Types of entities (nodes): “Person,” “Film,” “Genre.”

Types of relationships (edges): A “Person” can “direct” or “star in” a “Film.”

Properties for entities and relationships: A “Person” has a “name” and “birth year.”

Ontologies provide foundational rules and structure, ensuring consistent interpretation by both humans and machines.

Understanding transitive properties

A transitive property is a relationship where if A relates to B, and B relates to C, then A relates to C.

Here is an example of how different life stages of salmon relate to spawning events, using a few clear classes and one transitive property.

We often record salmon data at different points in their life cycle — for example, a smolt Migration Event one year and a Spawning Event several years later.

By using a transitive property like hasLifeStageEvent, we can reason that the same Stock is connected across all those events.

Transitive properties help us:

Represent hierarchies (e.g., Species → Population → Individual).
Capture temporal or process chains (e.g., Smolt → Adult → Spawner).
Enable reasoning that connects related concepts without manually writing every link.

Callout

Stock_A hasLifeStageEvent SmoltMigration_2022 .

SmoltMigration_2022 hasLifeStageEvent Spawning_2025 .

thus

Stock_A hasLifeStageEvent Spawning_2025 .

Discussion

Sorting the Vocabulary Soup (20 min)

Goal: Experience how people intuitively categorize domain concepts — and how different those categories can be.

Materials

Card sets with one term per card (20–30 total per table)
Example terms:
water temperature, age, length, weight, life stage, spawn date, smolt, tag ID, river reach, capture event, habitat type, species, sex, growth rate, migration timing
Timer (10–15 minutes)
Table space or wall for grouping

Instructions

Each group gets a shuffled deck of term cards.
Ask them to organize terms into groups that make sense to them.
No rules — they can group by theme, data type, biological scale, etc.
Once grouped, have each group name their categories.
Optional: groups walk around and view each others’ arrangements.

Implicit meanings of compound terms

We often see compound terms within dataset columns, yet compound terms often embed multiple concepts. For example, “Mark-recapture escapement estimate” includes:

Entity: population
characteristic: escapement
Measurement Method: mark-recapture

We cannot express these implicit meanings inside the table without first decomposing the term. Understanding these components helps clarify meaning and supports data integration.

Discussion

Dissecting Salmon Terms (20 min)

Goal: Reveal the hidden components and embedded meanings in compound terms.

====

▸ Exercises to complete:
1. In the text on salmon data ontologies, what three components does “Mark-recapture escapement estimate” include?
2. Carry on the text on salmon data ontologies from where it stops.
The rows come from a separate source.

Dataset entries:
====

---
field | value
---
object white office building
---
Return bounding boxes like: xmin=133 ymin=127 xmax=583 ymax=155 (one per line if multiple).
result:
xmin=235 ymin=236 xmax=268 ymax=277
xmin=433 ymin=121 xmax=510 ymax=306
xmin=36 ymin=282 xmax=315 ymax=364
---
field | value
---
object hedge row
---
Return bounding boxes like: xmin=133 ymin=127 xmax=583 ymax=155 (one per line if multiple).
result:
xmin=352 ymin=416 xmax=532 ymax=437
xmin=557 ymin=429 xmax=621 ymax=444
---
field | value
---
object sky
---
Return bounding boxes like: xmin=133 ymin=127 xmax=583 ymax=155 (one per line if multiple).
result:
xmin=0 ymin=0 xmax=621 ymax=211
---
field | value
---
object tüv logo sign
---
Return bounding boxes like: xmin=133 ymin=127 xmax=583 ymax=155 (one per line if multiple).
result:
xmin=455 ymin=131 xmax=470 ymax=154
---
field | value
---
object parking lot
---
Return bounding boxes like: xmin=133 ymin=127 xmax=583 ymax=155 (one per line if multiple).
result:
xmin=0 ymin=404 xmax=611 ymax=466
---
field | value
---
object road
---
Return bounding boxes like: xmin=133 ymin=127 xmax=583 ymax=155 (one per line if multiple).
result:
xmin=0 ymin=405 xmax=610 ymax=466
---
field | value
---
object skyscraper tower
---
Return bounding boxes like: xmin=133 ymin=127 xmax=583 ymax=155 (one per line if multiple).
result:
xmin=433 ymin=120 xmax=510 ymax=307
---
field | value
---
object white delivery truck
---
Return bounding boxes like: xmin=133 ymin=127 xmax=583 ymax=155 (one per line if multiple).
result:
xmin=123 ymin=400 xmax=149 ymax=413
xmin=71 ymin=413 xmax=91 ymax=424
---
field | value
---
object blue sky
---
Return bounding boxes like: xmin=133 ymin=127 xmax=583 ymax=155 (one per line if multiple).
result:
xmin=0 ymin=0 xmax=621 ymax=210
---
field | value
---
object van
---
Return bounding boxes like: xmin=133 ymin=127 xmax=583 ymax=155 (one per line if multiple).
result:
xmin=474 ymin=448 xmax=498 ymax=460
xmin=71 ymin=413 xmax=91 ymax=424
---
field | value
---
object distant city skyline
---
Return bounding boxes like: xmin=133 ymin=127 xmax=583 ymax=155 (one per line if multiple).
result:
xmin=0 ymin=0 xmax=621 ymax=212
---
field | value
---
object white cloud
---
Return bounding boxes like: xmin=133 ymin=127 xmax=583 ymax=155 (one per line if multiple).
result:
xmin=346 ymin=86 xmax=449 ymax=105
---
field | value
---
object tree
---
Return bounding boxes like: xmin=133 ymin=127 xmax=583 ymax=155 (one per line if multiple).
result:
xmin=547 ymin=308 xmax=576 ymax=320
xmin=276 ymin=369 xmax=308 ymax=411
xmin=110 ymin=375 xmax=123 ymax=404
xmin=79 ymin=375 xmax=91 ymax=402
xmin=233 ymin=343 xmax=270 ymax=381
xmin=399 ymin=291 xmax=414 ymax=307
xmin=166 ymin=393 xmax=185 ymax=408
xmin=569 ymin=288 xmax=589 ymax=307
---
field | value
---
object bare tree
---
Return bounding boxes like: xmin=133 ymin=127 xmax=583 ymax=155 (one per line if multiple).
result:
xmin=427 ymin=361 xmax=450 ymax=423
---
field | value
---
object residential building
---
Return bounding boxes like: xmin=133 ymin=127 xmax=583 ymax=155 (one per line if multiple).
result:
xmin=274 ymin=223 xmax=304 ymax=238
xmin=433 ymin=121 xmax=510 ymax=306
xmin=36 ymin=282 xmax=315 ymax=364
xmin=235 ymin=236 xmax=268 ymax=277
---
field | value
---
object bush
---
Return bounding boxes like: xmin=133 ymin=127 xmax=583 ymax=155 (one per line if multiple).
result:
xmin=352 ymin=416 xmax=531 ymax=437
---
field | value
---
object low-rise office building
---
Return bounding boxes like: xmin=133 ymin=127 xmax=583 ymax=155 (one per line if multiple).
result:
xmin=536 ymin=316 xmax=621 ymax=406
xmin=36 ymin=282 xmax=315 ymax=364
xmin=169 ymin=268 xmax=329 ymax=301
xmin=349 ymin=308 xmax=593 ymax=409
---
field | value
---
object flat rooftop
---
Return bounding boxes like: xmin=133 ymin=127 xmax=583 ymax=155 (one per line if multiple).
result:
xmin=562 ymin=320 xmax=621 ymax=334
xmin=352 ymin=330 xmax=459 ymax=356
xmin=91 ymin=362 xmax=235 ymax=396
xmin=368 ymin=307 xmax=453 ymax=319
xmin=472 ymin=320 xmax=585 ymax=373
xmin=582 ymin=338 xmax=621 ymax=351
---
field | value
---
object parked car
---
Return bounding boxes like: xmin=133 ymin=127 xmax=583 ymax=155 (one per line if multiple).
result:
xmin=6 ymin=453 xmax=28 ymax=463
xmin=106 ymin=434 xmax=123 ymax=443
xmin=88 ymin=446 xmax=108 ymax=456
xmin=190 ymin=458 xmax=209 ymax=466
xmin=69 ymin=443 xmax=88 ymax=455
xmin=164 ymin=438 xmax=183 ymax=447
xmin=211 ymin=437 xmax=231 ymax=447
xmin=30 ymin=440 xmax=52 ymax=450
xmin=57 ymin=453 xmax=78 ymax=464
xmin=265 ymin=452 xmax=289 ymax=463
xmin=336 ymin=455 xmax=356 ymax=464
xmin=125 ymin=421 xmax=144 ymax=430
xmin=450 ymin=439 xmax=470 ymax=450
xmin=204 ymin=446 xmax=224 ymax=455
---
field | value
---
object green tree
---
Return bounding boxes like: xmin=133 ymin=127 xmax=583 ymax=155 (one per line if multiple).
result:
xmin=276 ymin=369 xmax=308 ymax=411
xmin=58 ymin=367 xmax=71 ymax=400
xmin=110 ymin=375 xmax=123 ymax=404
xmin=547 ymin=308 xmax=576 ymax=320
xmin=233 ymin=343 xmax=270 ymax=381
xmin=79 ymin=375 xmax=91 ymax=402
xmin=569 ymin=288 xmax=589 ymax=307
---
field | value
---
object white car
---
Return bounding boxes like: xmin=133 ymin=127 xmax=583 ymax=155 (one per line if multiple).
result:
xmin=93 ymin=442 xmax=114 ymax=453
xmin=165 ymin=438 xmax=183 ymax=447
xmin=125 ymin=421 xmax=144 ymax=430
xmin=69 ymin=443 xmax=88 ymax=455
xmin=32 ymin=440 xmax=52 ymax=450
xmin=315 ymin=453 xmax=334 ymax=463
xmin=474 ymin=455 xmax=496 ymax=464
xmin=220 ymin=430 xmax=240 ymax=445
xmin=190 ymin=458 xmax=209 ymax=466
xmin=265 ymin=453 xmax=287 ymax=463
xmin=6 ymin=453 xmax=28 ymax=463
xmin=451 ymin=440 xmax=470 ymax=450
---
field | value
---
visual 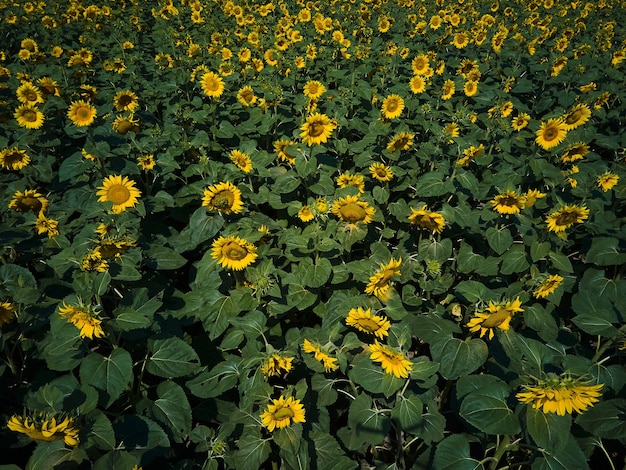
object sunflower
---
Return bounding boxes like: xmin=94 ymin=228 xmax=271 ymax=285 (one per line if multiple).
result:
xmin=533 ymin=274 xmax=563 ymax=299
xmin=58 ymin=302 xmax=104 ymax=339
xmin=346 ymin=307 xmax=391 ymax=339
xmin=367 ymin=340 xmax=413 ymax=379
xmin=112 ymin=114 xmax=139 ymax=135
xmin=563 ymin=103 xmax=591 ymax=131
xmin=596 ymin=172 xmax=619 ymax=192
xmin=228 ymin=149 xmax=252 ymax=173
xmin=211 ymin=236 xmax=257 ymax=271
xmin=546 ymin=204 xmax=589 ymax=233
xmin=381 ymin=94 xmax=404 ymax=119
xmin=0 ymin=302 xmax=17 ymax=326
xmin=261 ymin=353 xmax=294 ymax=377
xmin=369 ymin=163 xmax=393 ymax=182
xmin=387 ymin=132 xmax=415 ymax=152
xmin=16 ymin=82 xmax=43 ymax=106
xmin=302 ymin=339 xmax=339 ymax=372
xmin=67 ymin=100 xmax=97 ymax=127
xmin=113 ymin=90 xmax=139 ymax=113
xmin=466 ymin=297 xmax=524 ymax=339
xmin=200 ymin=72 xmax=224 ymax=98
xmin=0 ymin=147 xmax=30 ymax=170
xmin=237 ymin=85 xmax=257 ymax=108
xmin=535 ymin=118 xmax=567 ymax=150
xmin=515 ymin=374 xmax=604 ymax=416
xmin=261 ymin=396 xmax=306 ymax=432
xmin=304 ymin=80 xmax=326 ymax=100
xmin=491 ymin=190 xmax=524 ymax=214
xmin=331 ymin=192 xmax=376 ymax=228
xmin=511 ymin=113 xmax=530 ymax=131
xmin=409 ymin=205 xmax=446 ymax=233
xmin=9 ymin=189 xmax=49 ymax=215
xmin=409 ymin=75 xmax=426 ymax=95
xmin=7 ymin=414 xmax=79 ymax=447
xmin=96 ymin=175 xmax=141 ymax=214
xmin=13 ymin=104 xmax=44 ymax=129
xmin=300 ymin=113 xmax=337 ymax=146
xmin=365 ymin=258 xmax=402 ymax=301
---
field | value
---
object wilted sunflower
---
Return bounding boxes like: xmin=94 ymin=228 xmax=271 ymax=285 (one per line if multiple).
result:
xmin=13 ymin=104 xmax=44 ymax=129
xmin=200 ymin=72 xmax=224 ymax=98
xmin=261 ymin=396 xmax=306 ymax=432
xmin=0 ymin=147 xmax=30 ymax=170
xmin=490 ymin=190 xmax=524 ymax=214
xmin=533 ymin=274 xmax=563 ymax=299
xmin=381 ymin=94 xmax=404 ymax=119
xmin=466 ymin=297 xmax=524 ymax=339
xmin=515 ymin=374 xmax=604 ymax=416
xmin=228 ymin=149 xmax=252 ymax=173
xmin=96 ymin=175 xmax=141 ymax=214
xmin=9 ymin=189 xmax=49 ymax=215
xmin=300 ymin=113 xmax=337 ymax=146
xmin=67 ymin=100 xmax=97 ymax=127
xmin=535 ymin=118 xmax=567 ymax=150
xmin=409 ymin=205 xmax=446 ymax=233
xmin=211 ymin=236 xmax=258 ymax=271
xmin=563 ymin=103 xmax=591 ymax=131
xmin=546 ymin=204 xmax=589 ymax=233
xmin=367 ymin=340 xmax=413 ymax=379
xmin=58 ymin=302 xmax=104 ymax=339
xmin=113 ymin=90 xmax=139 ymax=113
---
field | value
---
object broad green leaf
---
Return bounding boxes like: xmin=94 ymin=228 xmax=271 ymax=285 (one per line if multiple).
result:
xmin=80 ymin=348 xmax=133 ymax=406
xmin=152 ymin=382 xmax=191 ymax=442
xmin=146 ymin=337 xmax=200 ymax=379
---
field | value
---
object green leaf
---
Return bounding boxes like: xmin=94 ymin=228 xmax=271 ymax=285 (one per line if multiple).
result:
xmin=391 ymin=395 xmax=424 ymax=434
xmin=146 ymin=337 xmax=200 ymax=379
xmin=152 ymin=382 xmax=191 ymax=442
xmin=431 ymin=335 xmax=488 ymax=380
xmin=79 ymin=348 xmax=133 ymax=406
xmin=433 ymin=434 xmax=484 ymax=470
xmin=348 ymin=393 xmax=391 ymax=445
xmin=459 ymin=392 xmax=521 ymax=435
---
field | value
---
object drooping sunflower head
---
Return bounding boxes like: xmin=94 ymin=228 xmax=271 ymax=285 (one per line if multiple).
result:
xmin=96 ymin=175 xmax=141 ymax=214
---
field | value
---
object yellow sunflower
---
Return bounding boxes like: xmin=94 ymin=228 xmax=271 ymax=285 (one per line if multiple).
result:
xmin=563 ymin=103 xmax=591 ymax=131
xmin=409 ymin=205 xmax=446 ymax=233
xmin=300 ymin=113 xmax=337 ymax=146
xmin=211 ymin=236 xmax=258 ymax=271
xmin=58 ymin=302 xmax=104 ymax=339
xmin=96 ymin=175 xmax=141 ymax=214
xmin=228 ymin=149 xmax=252 ymax=173
xmin=368 ymin=340 xmax=413 ymax=379
xmin=9 ymin=189 xmax=49 ymax=215
xmin=546 ymin=204 xmax=589 ymax=233
xmin=466 ymin=297 xmax=524 ymax=339
xmin=200 ymin=72 xmax=224 ymax=98
xmin=535 ymin=118 xmax=567 ymax=150
xmin=0 ymin=147 xmax=30 ymax=170
xmin=346 ymin=307 xmax=391 ymax=339
xmin=113 ymin=90 xmax=139 ymax=113
xmin=67 ymin=100 xmax=97 ymax=127
xmin=381 ymin=94 xmax=404 ymax=119
xmin=490 ymin=190 xmax=524 ymax=214
xmin=261 ymin=396 xmax=306 ymax=432
xmin=13 ymin=104 xmax=44 ymax=129
xmin=515 ymin=374 xmax=604 ymax=416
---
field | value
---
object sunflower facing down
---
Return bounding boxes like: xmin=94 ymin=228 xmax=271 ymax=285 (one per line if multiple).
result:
xmin=202 ymin=181 xmax=243 ymax=214
xmin=96 ymin=175 xmax=141 ymax=214
xmin=261 ymin=396 xmax=306 ymax=432
xmin=211 ymin=236 xmax=258 ymax=271
xmin=466 ymin=297 xmax=524 ymax=339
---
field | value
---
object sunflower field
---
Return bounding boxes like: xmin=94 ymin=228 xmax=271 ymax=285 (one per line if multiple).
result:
xmin=0 ymin=0 xmax=626 ymax=470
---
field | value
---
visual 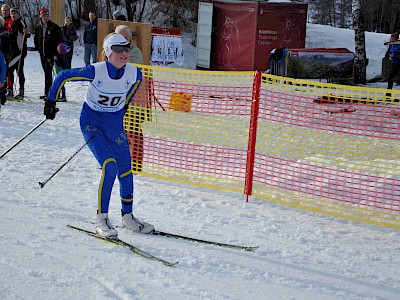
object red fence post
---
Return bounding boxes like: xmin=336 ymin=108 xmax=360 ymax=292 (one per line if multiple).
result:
xmin=244 ymin=71 xmax=262 ymax=202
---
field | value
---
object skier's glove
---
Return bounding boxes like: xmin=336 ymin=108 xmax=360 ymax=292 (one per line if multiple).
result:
xmin=43 ymin=100 xmax=58 ymax=120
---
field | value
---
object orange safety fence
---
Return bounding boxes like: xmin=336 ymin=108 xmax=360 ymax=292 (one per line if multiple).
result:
xmin=125 ymin=66 xmax=400 ymax=228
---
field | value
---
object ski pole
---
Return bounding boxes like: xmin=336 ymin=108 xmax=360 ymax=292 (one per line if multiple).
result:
xmin=0 ymin=119 xmax=47 ymax=159
xmin=39 ymin=136 xmax=94 ymax=188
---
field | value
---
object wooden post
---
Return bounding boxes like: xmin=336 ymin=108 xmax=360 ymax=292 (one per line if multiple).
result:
xmin=97 ymin=18 xmax=152 ymax=65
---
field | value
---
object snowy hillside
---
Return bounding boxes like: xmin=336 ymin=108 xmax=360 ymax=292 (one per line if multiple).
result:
xmin=0 ymin=25 xmax=400 ymax=300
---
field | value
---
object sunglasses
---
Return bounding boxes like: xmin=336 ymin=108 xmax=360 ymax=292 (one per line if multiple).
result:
xmin=111 ymin=45 xmax=129 ymax=53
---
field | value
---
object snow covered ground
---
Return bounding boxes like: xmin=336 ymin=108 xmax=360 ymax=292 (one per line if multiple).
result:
xmin=0 ymin=25 xmax=400 ymax=300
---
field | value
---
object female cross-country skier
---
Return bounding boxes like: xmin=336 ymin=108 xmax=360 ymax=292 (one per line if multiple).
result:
xmin=44 ymin=33 xmax=154 ymax=238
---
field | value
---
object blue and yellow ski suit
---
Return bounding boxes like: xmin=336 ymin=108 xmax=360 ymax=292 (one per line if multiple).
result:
xmin=48 ymin=61 xmax=142 ymax=213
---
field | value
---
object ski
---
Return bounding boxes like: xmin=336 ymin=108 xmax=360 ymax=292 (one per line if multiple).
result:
xmin=313 ymin=94 xmax=400 ymax=105
xmin=83 ymin=222 xmax=259 ymax=251
xmin=324 ymin=106 xmax=357 ymax=115
xmin=67 ymin=225 xmax=178 ymax=267
xmin=150 ymin=230 xmax=259 ymax=251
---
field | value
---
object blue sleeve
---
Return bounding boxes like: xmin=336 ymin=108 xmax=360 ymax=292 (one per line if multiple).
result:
xmin=125 ymin=68 xmax=142 ymax=104
xmin=0 ymin=51 xmax=7 ymax=83
xmin=48 ymin=65 xmax=95 ymax=101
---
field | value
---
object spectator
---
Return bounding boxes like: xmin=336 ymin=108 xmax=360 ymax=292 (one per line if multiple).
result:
xmin=7 ymin=8 xmax=31 ymax=100
xmin=113 ymin=10 xmax=126 ymax=21
xmin=83 ymin=11 xmax=97 ymax=66
xmin=34 ymin=7 xmax=62 ymax=99
xmin=61 ymin=17 xmax=78 ymax=69
xmin=115 ymin=25 xmax=144 ymax=65
xmin=54 ymin=43 xmax=71 ymax=102
xmin=1 ymin=4 xmax=13 ymax=32
xmin=1 ymin=4 xmax=14 ymax=99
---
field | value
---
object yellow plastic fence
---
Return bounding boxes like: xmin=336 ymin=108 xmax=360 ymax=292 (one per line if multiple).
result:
xmin=125 ymin=66 xmax=400 ymax=228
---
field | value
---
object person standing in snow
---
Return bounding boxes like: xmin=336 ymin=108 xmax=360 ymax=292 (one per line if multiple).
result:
xmin=7 ymin=7 xmax=31 ymax=100
xmin=34 ymin=7 xmax=62 ymax=99
xmin=0 ymin=31 xmax=7 ymax=105
xmin=83 ymin=11 xmax=97 ymax=66
xmin=61 ymin=17 xmax=78 ymax=69
xmin=44 ymin=33 xmax=154 ymax=238
xmin=385 ymin=33 xmax=400 ymax=90
xmin=0 ymin=16 xmax=10 ymax=104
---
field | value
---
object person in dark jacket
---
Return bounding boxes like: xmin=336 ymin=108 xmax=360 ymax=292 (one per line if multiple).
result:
xmin=34 ymin=7 xmax=62 ymax=99
xmin=7 ymin=7 xmax=31 ymax=100
xmin=83 ymin=11 xmax=97 ymax=66
xmin=61 ymin=17 xmax=78 ymax=70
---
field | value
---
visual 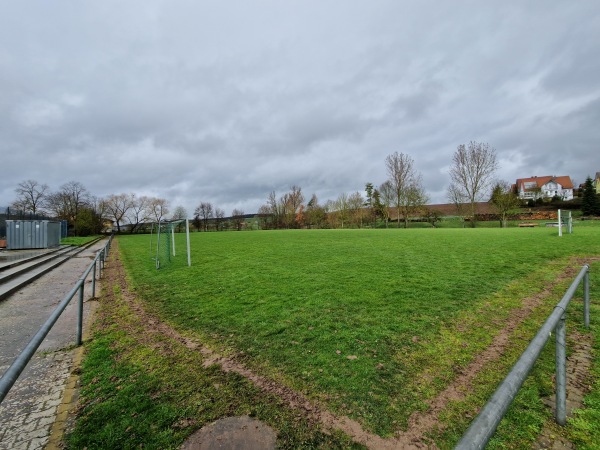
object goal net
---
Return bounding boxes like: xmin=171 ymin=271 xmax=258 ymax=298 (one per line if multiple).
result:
xmin=150 ymin=219 xmax=192 ymax=269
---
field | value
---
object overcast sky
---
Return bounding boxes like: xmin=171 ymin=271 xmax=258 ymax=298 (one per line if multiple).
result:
xmin=0 ymin=0 xmax=600 ymax=217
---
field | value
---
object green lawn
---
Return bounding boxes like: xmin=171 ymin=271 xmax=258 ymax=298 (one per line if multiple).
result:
xmin=65 ymin=227 xmax=600 ymax=448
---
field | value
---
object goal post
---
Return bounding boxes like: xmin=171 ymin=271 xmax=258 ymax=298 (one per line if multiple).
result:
xmin=150 ymin=219 xmax=192 ymax=269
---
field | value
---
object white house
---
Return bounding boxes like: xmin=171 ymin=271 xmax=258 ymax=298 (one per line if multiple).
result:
xmin=515 ymin=176 xmax=573 ymax=200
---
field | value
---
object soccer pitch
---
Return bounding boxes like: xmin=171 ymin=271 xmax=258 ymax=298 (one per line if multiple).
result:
xmin=106 ymin=227 xmax=600 ymax=442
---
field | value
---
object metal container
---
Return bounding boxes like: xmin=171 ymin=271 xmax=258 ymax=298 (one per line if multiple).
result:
xmin=6 ymin=220 xmax=60 ymax=250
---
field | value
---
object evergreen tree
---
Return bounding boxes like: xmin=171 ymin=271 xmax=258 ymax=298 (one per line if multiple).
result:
xmin=581 ymin=177 xmax=600 ymax=216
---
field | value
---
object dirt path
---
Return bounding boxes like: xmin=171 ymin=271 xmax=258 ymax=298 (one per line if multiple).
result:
xmin=106 ymin=248 xmax=590 ymax=450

====

▸ Responses by item number:
1. Entity: population; characteristic: escapement; measurement method: mark-recapture.

2.
Materials

Each group receives 4–6 “compound” term cards.
Examples:
- Life stage
- Spawner abundance
- Tag detection event
- Smolt-to-adult return rate (SAR)
- Migration success
- Egg-to-fry survival
Blank mini-cards or sticky notes
Pens or markers
Labels for concepts: Entity, Property, Process, Event, Assertion, etc.

Instructions

Each group breaks down each compound term into its atomic concepts.
- Example:
  Life stage → organism + developmental phase + (implied) habitat + age range
  Tag detection event → tagged individual + receiver + location + time
Write each sub-concept on separate sticky notes.
Label the type of each component (e.g. property, process).
Optional challenge: Which team can identify the most distinct sub-concepts in 5 minutes?

Discussion

Build a Mini-Ontology (20 min)

Goal: Experience how explicit relationships can organize knowledge.

Materials

Blank cards or sticky notes (reuse from previous task)
Printed relationship arrows or connectors labeled:
- is a
- has property
- occurs at
- involves
- measured in
- related to
Optional: string or tape to connect items on a wall or table

Instructions

Using the decomposed concepts from Task 2, groups now connect them into a network using relationship arrows.
- Example:
  Tag detection event involves tagged individual
  Tag detection event occurs at location
  location has property river reach
Encouraged to build small hierarchies (e.g., smolt is a juvenile is a life stage).
Optional: introduce a “data integration twist” — merge two groups’ mini-ontologies and reconcile overlapping terms.

Key Points

Ontologies go beyond vocabulary—they structure meaning.
Shared semantics make integration and reuse possible.
Even small conceptual differences can block interoperability.